Entries from a pointing dataset:
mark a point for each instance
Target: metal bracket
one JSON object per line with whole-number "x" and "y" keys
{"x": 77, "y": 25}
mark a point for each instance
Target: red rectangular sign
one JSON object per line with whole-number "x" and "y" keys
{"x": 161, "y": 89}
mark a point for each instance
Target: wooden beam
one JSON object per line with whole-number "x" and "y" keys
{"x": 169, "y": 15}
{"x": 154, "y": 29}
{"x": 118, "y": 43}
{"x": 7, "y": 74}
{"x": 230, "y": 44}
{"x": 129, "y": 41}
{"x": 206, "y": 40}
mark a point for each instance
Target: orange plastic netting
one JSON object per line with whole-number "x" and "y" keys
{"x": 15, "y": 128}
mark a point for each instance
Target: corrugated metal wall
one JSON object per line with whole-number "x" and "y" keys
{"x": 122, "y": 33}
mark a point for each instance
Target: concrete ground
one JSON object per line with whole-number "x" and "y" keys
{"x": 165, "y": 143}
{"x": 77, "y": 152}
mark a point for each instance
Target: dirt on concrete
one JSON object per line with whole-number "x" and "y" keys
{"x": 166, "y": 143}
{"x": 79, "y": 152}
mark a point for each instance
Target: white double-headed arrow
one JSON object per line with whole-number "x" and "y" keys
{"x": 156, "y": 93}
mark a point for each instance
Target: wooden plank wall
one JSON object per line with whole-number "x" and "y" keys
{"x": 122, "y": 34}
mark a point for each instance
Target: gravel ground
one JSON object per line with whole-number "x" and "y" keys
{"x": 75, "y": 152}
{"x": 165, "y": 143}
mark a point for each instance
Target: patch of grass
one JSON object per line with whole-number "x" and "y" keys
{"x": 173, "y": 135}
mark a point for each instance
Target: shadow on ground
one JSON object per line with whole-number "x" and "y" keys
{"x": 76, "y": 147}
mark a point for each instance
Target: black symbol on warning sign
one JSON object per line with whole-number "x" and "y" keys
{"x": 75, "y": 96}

◆ The problem: Quote the data above in full, changing nothing.

◆ In response:
mark a point for each instance
Target: metal bracket
one JSON object per line with whole-number "x" and "y" keys
{"x": 77, "y": 25}
mark a point for each instance
Target: red rectangular sign
one JSON object per line with whole-number "x" and "y" keys
{"x": 161, "y": 89}
mark a point for each instance
Target: wooden beam
one JSON object per line with whole-number "x" and "y" keys
{"x": 169, "y": 15}
{"x": 154, "y": 29}
{"x": 118, "y": 43}
{"x": 7, "y": 74}
{"x": 230, "y": 44}
{"x": 129, "y": 41}
{"x": 206, "y": 40}
mark a point for each instance
Target: orange plastic netting
one JSON object per line with whole-number "x" and "y" keys
{"x": 15, "y": 128}
mark a point for each instance
Target: corrugated metal wall
one JSON object per line with whole-number "x" and "y" keys
{"x": 122, "y": 33}
mark a point for each instance
Target: concrete ground
one JSON object per line with whole-number "x" and "y" keys
{"x": 165, "y": 143}
{"x": 77, "y": 152}
mark a point for each instance
Target: dirt on concrete
one JSON object per line with whole-number "x" and "y" keys
{"x": 166, "y": 143}
{"x": 79, "y": 152}
mark a point for each instance
Target: white double-headed arrow
one JSON object per line with whole-number "x" and "y" keys
{"x": 156, "y": 93}
mark a point for each instance
Target: wooden plank wall
one JSON object per line with whole-number "x" and "y" keys
{"x": 122, "y": 34}
mark a point for each instance
Target: gravel ground
one JSON object per line with whole-number "x" and "y" keys
{"x": 75, "y": 152}
{"x": 165, "y": 143}
mark a point for each instance
Target: patch of grass
one JSON object per line with whole-number "x" and "y" keys
{"x": 173, "y": 135}
mark a point for each instance
Target: shadow on ground
one JSON object per line with whole-number "x" and "y" keys
{"x": 76, "y": 147}
mark a point for each instance
Target: black symbol on warning sign
one JSON object per line with whole-number "x" and "y" keys
{"x": 75, "y": 96}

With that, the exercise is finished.